> [PROBLEM]:
Using the entries below, output exactly the line containing "paper on table, that would be most appreciated." and all lines that follow it to the end.

━━━ EXTRACTED RECORDS

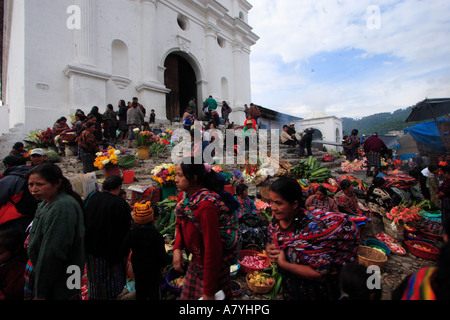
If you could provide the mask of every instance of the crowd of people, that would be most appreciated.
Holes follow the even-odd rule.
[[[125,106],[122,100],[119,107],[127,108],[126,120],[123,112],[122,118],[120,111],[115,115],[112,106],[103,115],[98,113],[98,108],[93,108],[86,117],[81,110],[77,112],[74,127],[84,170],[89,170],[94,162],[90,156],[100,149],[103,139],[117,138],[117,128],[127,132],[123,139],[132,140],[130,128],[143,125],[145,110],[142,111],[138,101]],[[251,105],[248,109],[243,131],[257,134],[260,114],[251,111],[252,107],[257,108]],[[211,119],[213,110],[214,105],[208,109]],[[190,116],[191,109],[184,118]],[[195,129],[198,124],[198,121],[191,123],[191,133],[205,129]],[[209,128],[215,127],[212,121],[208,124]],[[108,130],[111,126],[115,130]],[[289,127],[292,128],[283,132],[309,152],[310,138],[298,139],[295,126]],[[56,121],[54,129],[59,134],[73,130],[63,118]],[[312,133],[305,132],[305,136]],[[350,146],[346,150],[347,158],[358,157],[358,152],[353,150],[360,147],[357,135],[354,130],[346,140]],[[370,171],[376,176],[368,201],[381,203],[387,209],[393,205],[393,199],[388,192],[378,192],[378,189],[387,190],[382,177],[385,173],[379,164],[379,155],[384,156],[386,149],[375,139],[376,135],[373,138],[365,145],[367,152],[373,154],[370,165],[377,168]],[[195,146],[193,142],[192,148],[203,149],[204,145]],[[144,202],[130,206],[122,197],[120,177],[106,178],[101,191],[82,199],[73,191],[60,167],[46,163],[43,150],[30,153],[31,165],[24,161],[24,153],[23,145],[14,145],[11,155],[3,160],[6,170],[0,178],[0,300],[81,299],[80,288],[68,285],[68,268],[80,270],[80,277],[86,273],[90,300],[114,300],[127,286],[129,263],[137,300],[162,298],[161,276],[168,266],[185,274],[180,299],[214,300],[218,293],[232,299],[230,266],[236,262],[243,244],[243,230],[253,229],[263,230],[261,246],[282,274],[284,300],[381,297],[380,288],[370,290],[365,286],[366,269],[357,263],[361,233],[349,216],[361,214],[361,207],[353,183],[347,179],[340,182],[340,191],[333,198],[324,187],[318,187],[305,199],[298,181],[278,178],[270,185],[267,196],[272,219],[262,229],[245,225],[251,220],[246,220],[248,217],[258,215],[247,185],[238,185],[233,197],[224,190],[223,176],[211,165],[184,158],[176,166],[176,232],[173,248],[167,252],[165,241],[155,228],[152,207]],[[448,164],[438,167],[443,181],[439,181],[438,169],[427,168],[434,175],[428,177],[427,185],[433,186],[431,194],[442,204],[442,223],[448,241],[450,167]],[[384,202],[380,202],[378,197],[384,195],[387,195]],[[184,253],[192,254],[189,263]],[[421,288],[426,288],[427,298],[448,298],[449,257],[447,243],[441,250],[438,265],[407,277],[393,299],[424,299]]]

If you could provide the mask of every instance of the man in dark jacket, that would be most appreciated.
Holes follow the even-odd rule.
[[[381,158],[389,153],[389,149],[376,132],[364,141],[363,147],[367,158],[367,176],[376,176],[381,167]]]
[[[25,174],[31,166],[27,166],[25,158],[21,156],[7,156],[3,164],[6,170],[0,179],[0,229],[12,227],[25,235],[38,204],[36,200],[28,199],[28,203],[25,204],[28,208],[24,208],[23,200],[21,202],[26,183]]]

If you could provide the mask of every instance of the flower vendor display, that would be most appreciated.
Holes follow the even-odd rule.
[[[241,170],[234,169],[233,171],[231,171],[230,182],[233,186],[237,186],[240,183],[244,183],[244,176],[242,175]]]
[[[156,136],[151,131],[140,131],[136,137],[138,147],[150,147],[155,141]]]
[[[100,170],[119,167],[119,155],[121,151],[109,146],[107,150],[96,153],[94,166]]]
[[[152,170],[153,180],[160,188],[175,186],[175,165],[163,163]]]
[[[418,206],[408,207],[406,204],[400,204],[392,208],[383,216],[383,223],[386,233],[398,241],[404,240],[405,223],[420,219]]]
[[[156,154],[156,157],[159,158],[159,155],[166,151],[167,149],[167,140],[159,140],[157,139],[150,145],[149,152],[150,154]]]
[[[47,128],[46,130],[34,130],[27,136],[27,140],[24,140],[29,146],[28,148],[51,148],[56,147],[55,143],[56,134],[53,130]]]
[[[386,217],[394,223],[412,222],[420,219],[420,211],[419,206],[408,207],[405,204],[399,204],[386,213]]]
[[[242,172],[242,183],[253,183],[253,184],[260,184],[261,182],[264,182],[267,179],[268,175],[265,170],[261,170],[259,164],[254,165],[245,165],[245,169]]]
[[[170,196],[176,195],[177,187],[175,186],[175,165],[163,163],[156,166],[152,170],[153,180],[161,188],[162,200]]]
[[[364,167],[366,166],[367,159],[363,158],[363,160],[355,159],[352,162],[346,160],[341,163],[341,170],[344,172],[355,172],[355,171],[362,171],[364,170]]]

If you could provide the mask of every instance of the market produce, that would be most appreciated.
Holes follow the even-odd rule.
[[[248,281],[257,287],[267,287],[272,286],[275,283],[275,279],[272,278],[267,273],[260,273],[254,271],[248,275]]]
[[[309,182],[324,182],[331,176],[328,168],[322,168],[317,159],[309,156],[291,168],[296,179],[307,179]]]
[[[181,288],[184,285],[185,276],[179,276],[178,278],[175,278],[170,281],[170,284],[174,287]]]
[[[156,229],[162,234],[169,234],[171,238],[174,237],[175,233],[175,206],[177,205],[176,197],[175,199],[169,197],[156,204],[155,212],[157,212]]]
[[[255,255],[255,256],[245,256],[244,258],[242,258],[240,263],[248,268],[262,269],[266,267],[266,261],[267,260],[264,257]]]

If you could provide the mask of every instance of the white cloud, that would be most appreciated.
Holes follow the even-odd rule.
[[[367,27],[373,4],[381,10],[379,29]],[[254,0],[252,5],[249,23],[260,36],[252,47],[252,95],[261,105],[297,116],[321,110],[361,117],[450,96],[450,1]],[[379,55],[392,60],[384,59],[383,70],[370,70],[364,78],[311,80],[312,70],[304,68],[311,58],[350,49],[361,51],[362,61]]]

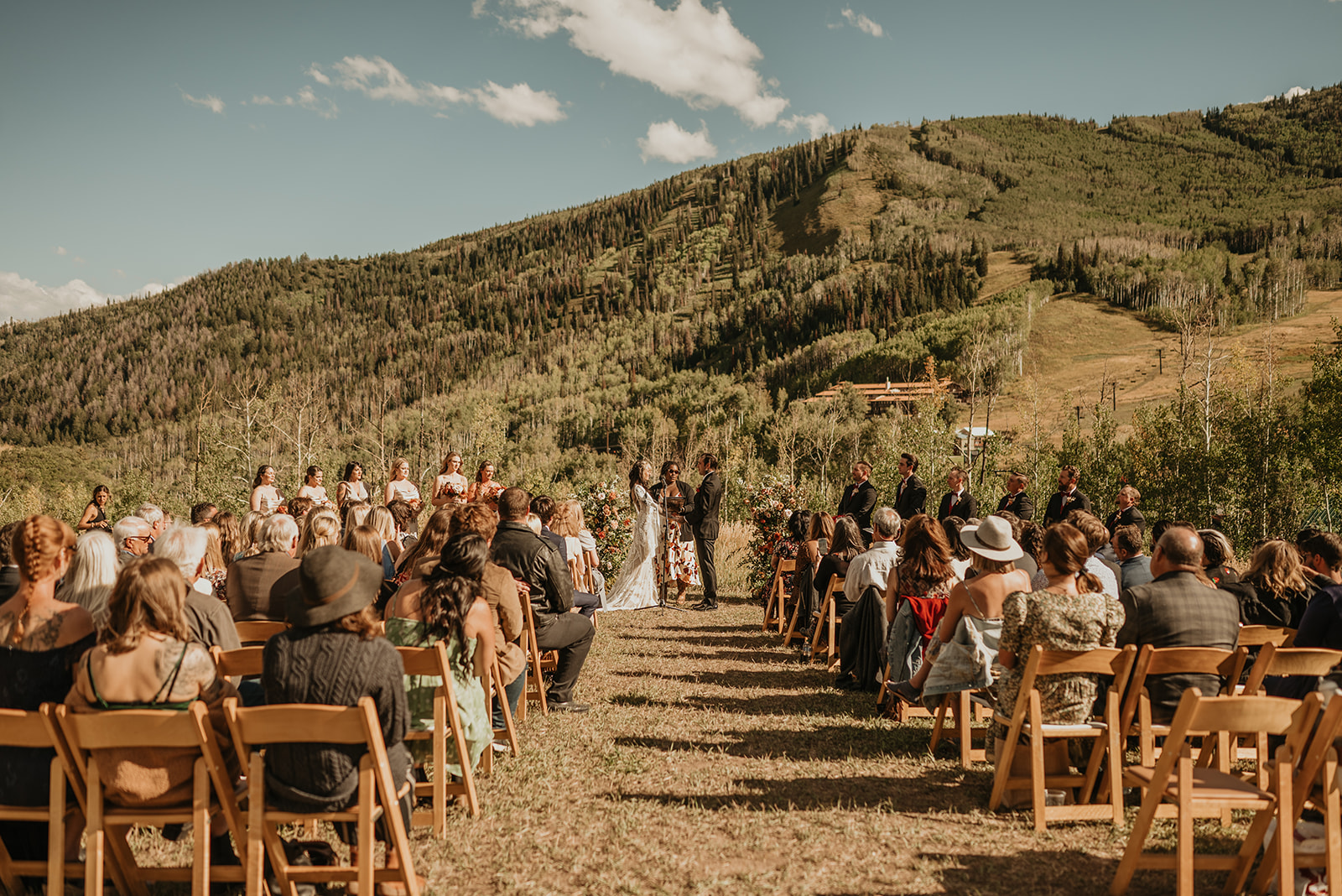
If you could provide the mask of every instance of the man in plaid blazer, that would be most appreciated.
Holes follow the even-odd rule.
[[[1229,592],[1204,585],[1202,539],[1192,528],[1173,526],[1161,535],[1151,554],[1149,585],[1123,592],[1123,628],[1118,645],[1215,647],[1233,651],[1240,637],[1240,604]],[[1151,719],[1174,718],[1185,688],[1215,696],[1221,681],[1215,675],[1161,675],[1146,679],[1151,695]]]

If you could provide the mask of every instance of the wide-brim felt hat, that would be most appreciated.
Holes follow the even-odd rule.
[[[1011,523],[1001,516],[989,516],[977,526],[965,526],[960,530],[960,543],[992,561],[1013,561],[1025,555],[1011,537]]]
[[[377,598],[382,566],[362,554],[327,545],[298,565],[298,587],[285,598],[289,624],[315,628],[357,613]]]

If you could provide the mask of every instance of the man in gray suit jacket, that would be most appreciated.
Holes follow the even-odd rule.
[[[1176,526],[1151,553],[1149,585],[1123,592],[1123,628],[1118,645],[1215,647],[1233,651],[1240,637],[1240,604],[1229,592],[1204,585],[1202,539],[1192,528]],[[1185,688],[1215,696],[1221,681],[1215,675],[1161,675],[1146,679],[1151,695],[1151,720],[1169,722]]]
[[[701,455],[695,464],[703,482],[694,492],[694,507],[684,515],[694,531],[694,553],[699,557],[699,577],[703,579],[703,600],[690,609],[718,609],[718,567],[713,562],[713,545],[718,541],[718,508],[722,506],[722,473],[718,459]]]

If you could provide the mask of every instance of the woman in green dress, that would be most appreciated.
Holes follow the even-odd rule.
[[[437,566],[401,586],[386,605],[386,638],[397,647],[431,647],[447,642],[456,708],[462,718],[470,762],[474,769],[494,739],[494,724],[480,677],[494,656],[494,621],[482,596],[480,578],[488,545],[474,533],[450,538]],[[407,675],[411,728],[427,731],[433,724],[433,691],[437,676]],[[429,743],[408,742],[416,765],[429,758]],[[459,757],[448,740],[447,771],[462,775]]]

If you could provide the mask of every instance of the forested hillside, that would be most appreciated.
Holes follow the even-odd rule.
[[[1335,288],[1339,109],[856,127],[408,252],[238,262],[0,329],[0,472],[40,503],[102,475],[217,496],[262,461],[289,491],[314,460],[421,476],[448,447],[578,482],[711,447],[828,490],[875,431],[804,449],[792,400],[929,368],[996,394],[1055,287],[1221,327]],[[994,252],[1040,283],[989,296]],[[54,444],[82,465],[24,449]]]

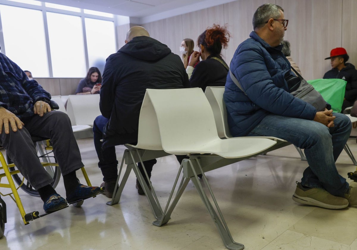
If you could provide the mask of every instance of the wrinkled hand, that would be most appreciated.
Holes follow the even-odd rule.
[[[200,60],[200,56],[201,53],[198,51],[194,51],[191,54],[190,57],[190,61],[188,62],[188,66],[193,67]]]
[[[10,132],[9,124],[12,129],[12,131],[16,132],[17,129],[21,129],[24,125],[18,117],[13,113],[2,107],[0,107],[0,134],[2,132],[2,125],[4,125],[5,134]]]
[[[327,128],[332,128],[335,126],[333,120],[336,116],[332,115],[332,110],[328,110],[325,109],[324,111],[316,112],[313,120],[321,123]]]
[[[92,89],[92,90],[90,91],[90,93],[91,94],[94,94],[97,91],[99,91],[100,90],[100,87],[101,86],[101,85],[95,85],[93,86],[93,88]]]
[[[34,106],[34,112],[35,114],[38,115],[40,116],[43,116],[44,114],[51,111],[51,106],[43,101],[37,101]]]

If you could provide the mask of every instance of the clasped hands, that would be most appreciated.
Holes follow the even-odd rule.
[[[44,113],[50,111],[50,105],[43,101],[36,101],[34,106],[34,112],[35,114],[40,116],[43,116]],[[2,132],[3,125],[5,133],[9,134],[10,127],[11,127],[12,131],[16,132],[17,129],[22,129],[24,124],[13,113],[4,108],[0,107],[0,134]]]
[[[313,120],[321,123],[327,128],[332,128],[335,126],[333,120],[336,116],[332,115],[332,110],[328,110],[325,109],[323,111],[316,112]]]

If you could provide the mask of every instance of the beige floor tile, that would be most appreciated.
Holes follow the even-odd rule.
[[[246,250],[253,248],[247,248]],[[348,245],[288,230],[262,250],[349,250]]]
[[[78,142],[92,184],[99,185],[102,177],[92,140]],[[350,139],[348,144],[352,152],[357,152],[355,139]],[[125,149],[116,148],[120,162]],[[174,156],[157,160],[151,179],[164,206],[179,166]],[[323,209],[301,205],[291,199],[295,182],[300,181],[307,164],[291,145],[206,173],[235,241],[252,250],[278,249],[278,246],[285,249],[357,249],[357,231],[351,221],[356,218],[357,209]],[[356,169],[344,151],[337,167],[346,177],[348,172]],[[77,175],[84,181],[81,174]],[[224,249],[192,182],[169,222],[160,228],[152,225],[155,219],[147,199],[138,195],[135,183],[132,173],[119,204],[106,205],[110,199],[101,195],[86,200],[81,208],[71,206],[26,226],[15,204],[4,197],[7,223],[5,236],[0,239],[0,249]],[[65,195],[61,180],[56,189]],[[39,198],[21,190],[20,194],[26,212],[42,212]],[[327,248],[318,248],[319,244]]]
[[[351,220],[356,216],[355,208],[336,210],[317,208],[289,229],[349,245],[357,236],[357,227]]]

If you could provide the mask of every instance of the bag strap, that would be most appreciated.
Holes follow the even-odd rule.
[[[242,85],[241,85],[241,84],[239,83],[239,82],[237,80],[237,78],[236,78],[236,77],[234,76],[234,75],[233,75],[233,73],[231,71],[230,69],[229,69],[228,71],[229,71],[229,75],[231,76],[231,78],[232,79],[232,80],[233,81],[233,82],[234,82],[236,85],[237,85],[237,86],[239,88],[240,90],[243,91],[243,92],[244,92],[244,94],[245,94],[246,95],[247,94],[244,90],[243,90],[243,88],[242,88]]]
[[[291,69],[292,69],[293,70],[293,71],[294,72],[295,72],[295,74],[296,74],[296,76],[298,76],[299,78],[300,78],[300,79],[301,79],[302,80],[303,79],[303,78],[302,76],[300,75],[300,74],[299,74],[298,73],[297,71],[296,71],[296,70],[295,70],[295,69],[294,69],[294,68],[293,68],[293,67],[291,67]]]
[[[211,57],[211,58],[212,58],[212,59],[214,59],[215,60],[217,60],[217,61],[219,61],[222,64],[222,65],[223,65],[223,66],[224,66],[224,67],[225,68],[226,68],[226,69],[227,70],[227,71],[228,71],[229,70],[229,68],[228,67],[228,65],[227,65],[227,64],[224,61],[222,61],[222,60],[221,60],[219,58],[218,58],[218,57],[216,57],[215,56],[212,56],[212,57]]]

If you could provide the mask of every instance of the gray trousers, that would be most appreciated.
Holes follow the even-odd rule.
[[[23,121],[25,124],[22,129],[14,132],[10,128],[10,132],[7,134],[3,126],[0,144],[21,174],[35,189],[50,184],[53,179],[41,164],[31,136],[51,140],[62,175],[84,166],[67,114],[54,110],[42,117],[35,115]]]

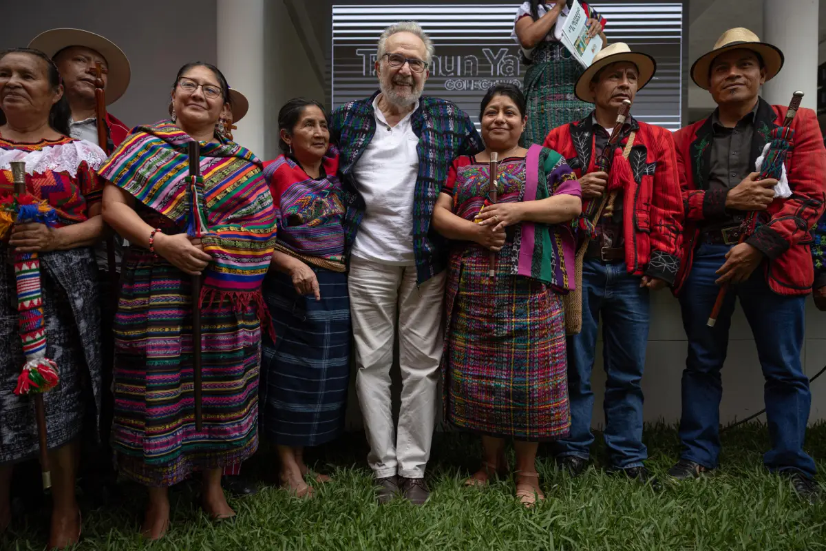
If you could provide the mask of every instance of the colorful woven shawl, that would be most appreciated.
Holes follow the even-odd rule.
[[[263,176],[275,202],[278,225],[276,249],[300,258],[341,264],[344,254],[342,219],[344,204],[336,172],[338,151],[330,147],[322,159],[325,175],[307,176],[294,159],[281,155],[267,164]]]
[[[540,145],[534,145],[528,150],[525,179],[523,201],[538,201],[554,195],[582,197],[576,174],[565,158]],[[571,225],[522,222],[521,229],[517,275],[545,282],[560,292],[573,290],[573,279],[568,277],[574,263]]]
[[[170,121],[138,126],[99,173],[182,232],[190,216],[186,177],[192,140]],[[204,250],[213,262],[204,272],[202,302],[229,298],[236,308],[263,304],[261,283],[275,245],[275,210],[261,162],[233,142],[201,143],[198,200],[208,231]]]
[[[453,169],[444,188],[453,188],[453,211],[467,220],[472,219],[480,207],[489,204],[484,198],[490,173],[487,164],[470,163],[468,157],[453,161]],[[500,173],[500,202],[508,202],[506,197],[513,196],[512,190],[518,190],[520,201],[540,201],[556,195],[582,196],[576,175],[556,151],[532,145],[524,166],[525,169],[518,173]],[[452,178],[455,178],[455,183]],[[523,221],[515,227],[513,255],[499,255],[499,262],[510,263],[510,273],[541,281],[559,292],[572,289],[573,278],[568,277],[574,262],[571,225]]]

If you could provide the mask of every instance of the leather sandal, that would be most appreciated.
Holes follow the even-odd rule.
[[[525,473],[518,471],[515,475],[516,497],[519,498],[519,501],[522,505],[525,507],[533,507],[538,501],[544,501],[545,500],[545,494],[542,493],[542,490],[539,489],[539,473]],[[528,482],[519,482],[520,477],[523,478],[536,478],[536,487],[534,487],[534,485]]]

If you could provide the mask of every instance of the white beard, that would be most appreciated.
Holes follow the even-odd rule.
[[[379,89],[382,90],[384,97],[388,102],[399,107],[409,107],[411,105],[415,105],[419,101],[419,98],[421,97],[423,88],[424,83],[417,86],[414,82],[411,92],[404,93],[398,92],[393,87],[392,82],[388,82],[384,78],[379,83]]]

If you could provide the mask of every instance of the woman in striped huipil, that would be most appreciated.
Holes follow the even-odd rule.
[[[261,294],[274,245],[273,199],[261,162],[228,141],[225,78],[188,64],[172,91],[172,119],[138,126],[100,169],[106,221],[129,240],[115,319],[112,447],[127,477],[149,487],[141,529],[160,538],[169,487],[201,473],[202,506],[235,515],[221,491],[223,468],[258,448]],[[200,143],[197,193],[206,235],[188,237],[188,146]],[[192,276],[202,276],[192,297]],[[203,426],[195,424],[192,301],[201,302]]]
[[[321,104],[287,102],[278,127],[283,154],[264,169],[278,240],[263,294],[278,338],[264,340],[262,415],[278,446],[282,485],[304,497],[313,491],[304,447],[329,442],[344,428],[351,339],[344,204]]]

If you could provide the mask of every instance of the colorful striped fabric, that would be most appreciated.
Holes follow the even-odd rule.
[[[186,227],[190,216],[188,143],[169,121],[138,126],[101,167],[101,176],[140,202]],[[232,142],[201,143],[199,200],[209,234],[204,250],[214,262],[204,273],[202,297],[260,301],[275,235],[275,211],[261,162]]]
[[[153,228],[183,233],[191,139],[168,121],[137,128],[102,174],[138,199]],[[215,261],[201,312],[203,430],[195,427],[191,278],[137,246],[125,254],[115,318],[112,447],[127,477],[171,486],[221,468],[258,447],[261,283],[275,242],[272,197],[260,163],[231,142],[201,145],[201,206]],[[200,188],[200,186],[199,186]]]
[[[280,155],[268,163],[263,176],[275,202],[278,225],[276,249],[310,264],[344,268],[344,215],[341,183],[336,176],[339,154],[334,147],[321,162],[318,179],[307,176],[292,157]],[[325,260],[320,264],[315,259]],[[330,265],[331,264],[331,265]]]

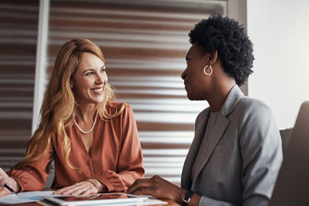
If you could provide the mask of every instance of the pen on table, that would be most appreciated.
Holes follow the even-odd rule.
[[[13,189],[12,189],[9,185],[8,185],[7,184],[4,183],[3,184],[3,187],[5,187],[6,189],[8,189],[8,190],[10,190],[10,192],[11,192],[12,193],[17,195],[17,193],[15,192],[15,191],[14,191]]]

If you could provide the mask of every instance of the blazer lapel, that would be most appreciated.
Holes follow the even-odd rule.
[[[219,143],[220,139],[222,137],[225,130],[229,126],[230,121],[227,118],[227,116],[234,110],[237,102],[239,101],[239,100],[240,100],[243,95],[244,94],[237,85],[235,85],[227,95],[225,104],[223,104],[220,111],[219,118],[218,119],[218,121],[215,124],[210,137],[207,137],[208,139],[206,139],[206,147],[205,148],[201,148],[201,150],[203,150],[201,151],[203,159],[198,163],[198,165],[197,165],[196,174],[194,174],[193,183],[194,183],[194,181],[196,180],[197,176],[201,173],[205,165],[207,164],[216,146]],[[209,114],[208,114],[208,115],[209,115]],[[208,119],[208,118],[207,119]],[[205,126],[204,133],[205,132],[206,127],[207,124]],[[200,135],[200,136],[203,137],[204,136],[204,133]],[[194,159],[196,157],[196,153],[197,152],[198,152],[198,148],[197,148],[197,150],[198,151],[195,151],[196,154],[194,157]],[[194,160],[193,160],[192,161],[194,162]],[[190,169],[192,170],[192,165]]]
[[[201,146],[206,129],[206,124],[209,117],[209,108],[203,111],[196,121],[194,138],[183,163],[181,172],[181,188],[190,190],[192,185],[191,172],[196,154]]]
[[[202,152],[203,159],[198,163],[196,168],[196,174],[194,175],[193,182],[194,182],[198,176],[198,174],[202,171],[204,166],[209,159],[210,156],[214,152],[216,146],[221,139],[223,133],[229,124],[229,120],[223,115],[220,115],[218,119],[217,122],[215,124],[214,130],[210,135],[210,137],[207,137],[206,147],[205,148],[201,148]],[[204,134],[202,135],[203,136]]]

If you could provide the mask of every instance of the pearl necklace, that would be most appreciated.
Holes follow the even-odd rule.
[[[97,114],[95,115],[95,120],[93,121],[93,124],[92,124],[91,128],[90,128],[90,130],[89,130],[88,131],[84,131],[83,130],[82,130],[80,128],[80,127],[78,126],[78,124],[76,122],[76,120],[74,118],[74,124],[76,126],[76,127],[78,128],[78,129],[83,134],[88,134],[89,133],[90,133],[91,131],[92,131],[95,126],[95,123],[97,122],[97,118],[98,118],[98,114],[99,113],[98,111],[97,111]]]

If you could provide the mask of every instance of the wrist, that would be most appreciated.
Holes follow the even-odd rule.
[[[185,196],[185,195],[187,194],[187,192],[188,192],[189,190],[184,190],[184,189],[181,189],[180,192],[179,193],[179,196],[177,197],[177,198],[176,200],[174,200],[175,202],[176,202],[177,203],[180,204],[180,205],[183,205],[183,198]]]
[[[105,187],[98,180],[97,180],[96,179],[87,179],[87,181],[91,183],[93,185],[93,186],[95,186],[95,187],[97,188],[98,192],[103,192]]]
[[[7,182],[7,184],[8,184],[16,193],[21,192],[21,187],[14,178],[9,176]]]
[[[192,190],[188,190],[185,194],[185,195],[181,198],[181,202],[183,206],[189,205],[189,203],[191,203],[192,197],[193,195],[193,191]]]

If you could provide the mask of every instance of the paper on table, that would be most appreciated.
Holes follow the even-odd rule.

━━━━━━

> [EXERCISE RESULT]:
If you could provide the mask of every instance of the paper on table, that would be most appreciated.
Holes follow the even-odd rule.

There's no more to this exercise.